AUFGABENSTELLUNG » Schreib bitte aus dem Text über den Zweifel wortgetreu ab: Beginne bei den Worten „Vertrauen ist also“ und hör nach „eine gute Idee?“ auf.

VORLIEGENDER TEXT »
Wiki spricht von „Unsicherheit in Bezug auf Vertrauen, Handeln, Entscheidungen, Glauben oder Behauptungen.“ Hier kommen wir vielleicht weiter: Zweifel steht in einem Spannungsverhältnis mit Vertrauen, Handeln, Entscheidungen, Glaube oder Behauptungen – und das sind alles absolute Kategorien. Zweifel ficht also etwas Absolutes an und relativiert es.

Versuchen wir es mit „Vertrauen.“ Wir setzen Vertrauen in Personen, ihre Entscheidungen, ihre Sichtweisen, ihre Fähigkeiten. In jedem Fall verzichten wir auf die eigene Beurteilung einer Situation oder Handlung und lassen uns auf die Beurteilung der vertrauten Person ein.

Petrus macht das ganz selbstverständlich. Es ist ein fast ganz normaler Tag mit Jesus. Am Abend zuvor haben sie mit gerade mal 5 Broten und 2 Fischen 5000 Menschen bei der Trauerfeier für Johannes den Täufer versorgt. Im Laufe des Tages setzen die Jünger schon einmal ohne den Chef die Segel und kommen auf dem See Genezareth in Seenot. Der sieht das von einem Berg aus, auf dem er beten wollte, und kommt selbstverständlich zur Hilfe geeilt – quer über das Wasser. Ein wenig überrascht sind die Jünger schon, als er einfach über das Wasser läuft, aber das hält Petrus nicht davon ab, ihm entgegenzulaufen. In vollstem Vertrauen auf Jesus geht das auch gut bis – bis ihn der starke Wind überrascht und er ZWEIFELT. Sofort fängt er an zu sinken, doch Jesus greift ihn noch rechtzeitig und hat nur einen kurzen Kommentar für ihn übrig: „Du Kleingläubiger, warum hast du gezweifelt?“

Vertrauen ist also gut und Kontrolle ist in diesem Fall überhaupt nicht besser. Ist das die Botschaft, die wir aus unserem Lehrtext mitnehmen sollten? In Bezug auf Gottvertrauen mag das angehen, aber ist blindes Vertrauen in anderen Kontexten auch eine gute Idee?

BEREITGESTELLTE DATEN »
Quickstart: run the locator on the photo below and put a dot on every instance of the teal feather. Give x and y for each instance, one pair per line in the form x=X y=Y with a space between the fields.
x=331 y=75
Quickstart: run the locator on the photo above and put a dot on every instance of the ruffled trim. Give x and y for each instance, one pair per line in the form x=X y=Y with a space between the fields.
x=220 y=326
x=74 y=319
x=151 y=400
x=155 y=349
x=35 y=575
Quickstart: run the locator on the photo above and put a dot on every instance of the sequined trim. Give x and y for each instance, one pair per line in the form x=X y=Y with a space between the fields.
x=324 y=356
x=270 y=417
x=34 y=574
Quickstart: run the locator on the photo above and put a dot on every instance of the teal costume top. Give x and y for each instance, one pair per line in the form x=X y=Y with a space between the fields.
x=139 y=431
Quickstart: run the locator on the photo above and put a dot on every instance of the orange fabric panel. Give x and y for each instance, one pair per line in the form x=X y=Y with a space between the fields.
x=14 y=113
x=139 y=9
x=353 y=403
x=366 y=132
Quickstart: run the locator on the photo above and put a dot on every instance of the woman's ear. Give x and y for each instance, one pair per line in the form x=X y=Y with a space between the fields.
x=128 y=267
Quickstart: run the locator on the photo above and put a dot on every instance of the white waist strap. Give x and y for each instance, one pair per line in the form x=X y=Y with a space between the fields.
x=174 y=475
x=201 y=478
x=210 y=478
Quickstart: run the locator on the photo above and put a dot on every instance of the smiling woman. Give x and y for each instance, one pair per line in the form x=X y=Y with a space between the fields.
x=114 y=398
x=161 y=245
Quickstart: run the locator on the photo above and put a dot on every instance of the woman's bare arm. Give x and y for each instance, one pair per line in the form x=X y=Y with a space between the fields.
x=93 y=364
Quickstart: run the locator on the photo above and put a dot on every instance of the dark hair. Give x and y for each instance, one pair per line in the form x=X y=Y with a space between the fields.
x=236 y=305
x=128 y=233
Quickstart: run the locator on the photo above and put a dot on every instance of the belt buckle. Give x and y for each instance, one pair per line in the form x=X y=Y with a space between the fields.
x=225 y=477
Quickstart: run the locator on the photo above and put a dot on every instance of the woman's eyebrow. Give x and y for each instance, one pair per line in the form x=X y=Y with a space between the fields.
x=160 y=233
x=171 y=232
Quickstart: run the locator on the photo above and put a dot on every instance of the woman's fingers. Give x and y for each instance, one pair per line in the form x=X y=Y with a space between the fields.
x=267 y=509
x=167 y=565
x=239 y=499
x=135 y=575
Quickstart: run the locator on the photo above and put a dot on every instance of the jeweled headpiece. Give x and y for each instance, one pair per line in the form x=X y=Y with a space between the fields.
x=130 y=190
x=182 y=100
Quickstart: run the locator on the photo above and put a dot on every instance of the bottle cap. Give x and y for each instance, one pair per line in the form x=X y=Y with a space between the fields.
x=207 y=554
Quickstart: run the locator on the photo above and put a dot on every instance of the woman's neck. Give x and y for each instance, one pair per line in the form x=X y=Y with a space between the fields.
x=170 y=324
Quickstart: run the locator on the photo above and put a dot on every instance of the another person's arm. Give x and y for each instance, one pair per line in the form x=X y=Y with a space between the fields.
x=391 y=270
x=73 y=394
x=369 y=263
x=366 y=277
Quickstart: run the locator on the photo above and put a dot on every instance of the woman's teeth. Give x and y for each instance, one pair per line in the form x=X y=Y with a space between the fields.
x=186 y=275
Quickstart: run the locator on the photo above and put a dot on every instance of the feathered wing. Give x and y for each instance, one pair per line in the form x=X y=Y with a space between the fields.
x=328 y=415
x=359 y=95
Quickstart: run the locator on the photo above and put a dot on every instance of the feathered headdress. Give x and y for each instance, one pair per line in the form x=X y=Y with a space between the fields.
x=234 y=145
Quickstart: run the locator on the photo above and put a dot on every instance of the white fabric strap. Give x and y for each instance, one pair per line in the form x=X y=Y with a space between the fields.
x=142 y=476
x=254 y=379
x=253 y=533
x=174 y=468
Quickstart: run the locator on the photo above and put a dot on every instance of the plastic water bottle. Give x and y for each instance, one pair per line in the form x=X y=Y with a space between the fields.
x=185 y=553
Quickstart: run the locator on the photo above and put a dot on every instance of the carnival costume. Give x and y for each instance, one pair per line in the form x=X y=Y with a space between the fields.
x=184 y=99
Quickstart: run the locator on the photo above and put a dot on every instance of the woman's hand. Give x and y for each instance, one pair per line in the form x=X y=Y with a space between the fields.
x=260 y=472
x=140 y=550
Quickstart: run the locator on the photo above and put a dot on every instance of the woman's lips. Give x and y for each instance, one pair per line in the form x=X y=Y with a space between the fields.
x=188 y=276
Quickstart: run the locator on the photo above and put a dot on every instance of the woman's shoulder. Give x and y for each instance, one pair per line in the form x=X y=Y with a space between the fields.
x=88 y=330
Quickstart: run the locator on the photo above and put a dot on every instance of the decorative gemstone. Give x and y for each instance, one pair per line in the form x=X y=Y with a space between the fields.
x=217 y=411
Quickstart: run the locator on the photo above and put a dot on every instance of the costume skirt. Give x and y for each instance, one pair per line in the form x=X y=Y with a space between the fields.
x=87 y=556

ANTWORT »
Vertrauen ist also gut und Kontrolle ist in diesem Fall überhaupt nicht besser. Ist das die Botschaft, die wir aus unserem Lehrtext mitnehmen sollten? In Bezug auf Gottvertrauen mag das angehen, aber ist blindes Vertrauen in anderen Kontexten auch eine gute Idee?